Extrait de page →
Burry promet au passage d'en dire plus le 25 novembre et demande aux internautes de "rester à l'écoute" d'ici là.
Michael Burry est potentiellement (très) intéressé
Contactés par BFM Bourse, Google, Meta, Amazon et Oracle n'ont pas répondu dans l'immédiat à une demande de commentaire. Un porte-parole de Nvidia, de son côté, n'a pas fait de commentaire. Microsoft a déclaré regarder le sujet sans donner d'avantage de détails immédiatement.
Un ensemble de précisions doivent être apportées à la sortie de Michael Burry. Tout d'abord, son offensive est très certainement intéressée. Car l'investisseur a probablement misé gros sur la chute des groupes de tech en Bourse.
La semaine dernière, plusieurs médias ont rapporté que Burry avait acheté des options de vente ("put") sur Nvidia et Palantir, deux valeurs star de l'IA et de la tech en Bourse.
Pour rappel, acquérir un "put" revient à payer une somme (appelée "prime") pour avoir le droit de vendre une action (ou un autre actif) à un certain prix défini (le "strike") sur une période déterminée. Pour générer un profit, le trader doit voir l'action en question plonger durant cette période.
Dans un document, Michael Burry a indiqué aux autorités boursières avoir acquis des "put" ayant pour sous-jacents 5 millions d'actions Palantir et 1 million d'actions Nvidia. On ne sait pas combien il a misé, ni combien il risque car ni la "prime" ni le "strike" ne sont communiqués dans le document en question. Par ailleurs, comme le soulignait Bloomberg, il est théoriquement possible que ces "put" servent en réalité à couvrir d'autres positions.
Mais il est aussi tout à fait plausible que Michael Burry ait décidé de jouer massivement la chute de la tech en Bourse. Et ait donc tout intérêt à ce que le marché prenne peur, quitte à lui fournir lui-même des arguments. Un peu comme les vendeurs à découvert qui produisent des rapports au vitriol sur des actions d'entreprises qu'ils "shortent" dans le même temps.
Obsolescence contre allongement de l'utilisation
Concernant la nature même des arguments de Michael Burry, il est difficile de trancher. "L'accusation portée par Burry est grave, mais pourrait être difficile à prouver en raison de la marge de manœuvre dont disposent les entreprises pour estimer la dépréciation", écrit CNBC.
Dans les faits, allonger la durée de vie "utile" des technologies comme les processeurs graphiques de Nvidia peut très bien s'expliquer pour de bonnes raisons. Citons le cas, par exemple, où ces technologies sont utilisées sur un cycle de temps plus long.

Tâches à réaliser →
- a) Recopiez sans rien modifier le passage de l'article sur Michael Burry compris entre « La semaine dernière, plusieurs » et « durant cette période. », ces deux extrémités incluses.
- b) Dans l'article sur Michael Burry, sur quelles deux valeurs l'investisseur aurait-il acheté des options de vente ?
- c) Rédigez la suite de l'article sur Michael Burry, à partir de sa dernière phrase.

Données affichées →
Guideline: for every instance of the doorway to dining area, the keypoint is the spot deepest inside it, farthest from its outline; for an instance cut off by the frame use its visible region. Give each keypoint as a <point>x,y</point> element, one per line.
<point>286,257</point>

Réponses par tâche →
- a)
La semaine dernière, plusieurs médias ont rapporté que Burry avait acheté des options de vente ("put") sur Nvidia et Palantir, deux valeurs star de l'IA et de la tech en Bourse.
Pour rappel, acquérir un "put" revient à payer une somme (appelée "prime") pour avoir le droit de vendre une action (ou un autre actif) à un certain prix défini (le "strike") sur une période déterminée. Pour générer un profit, le trader doit voir l'action en question plonger durant cette période.

- b) Sur Nvidia et Palantir.

- c)
Dow Jones Newswires explique que les vieilles puces A100 de Nvidia, qui ont débuté leur lancement commercial en 2020, sont encore très utilisées aujourd'hui en Chine et aux États-Unis. Bloomberg souligne, de son côté, que le ralentissement de la loi de Moore (qui, pour simplifier, explique que les nouveaux processeurs plus performants remplacent rapidement les anciens) a aussi pu expliquer ces décisions d'allongement de durée de vie "utile".
L'agence cite également un cadre d'Alphabet, Amin Vhadat, en charge de l'IA et des infrastructures, qui a déclaré que certaines puces âgées de sept à huit ans étaient encore pleinement fonctionnelles.
"Vous n'aurez pas toujours besoin d'un moteur Porsche 911 pour exécuter ces charges de travail, un moteur VW fera très bien l'affaire", explique pour sa part Anurag Rana, analyste chez Bloomberg Intelligence.
Toutefois, Bloomberg souligne également qu'allonger la durée de dépréciation de ces actifs demeure "discutable". Notamment au moment où Nvidia accélère les lancements réguliers de nouveaux produits plus puissants et plus économes en énergie. Alors que l'architecture Blackwell est sortie en 2024, un nouveau système de GPU, appelé "Vera Rubin" doit être commercialisée en 2026.
Alors que les GPU deviennent une classe d'actifs, leur valeur résiduelle dépendra d'un "cocktail d'inconnues (politiques douanières, contraintes énergétiques, concurrence etc…NDLR)", explique à Bloomberg le vendeur à découvert Kerrisdale Capital.
"Un marché réceptif?"
L'agence de presse conclut qu'il n'existe pas de véritable consensus sur la durabilité de ces équipements. Et remarque qu'Amazon a fait machine arrière, cette année, passant de six à cinq années pour la durée de vie de certaines technologies, comme des serveurs. Le groupe explique avoir constaté "une accélération du rythme des progrès technologiques", notamment dans le domaine de l'IA.
Vincent Juvyns, directeur de la stratégie d'investissement chez ING nuance. "Franchement les périodes de dépréciation en question ne sont pas plus choquantes que cela. Que l'on passe de 2-3 années à 5-6 années, on reste sur des périodes courtes. En Europe, beaucoup d'actifs se déprécient sur des périodes beaucoup plus longues", juge-t-il.
"Il y a peut-être un peu d'ingénierie comptable, mais ces entreprises investissent le cash qu'elles génèrent opérationnellement. Le risque se poserait si tout était un château de cartes qui reposerait sur de larges montants de dettes mais cela n'est objectivement pas le cas", ajoute le spécialiste de marché.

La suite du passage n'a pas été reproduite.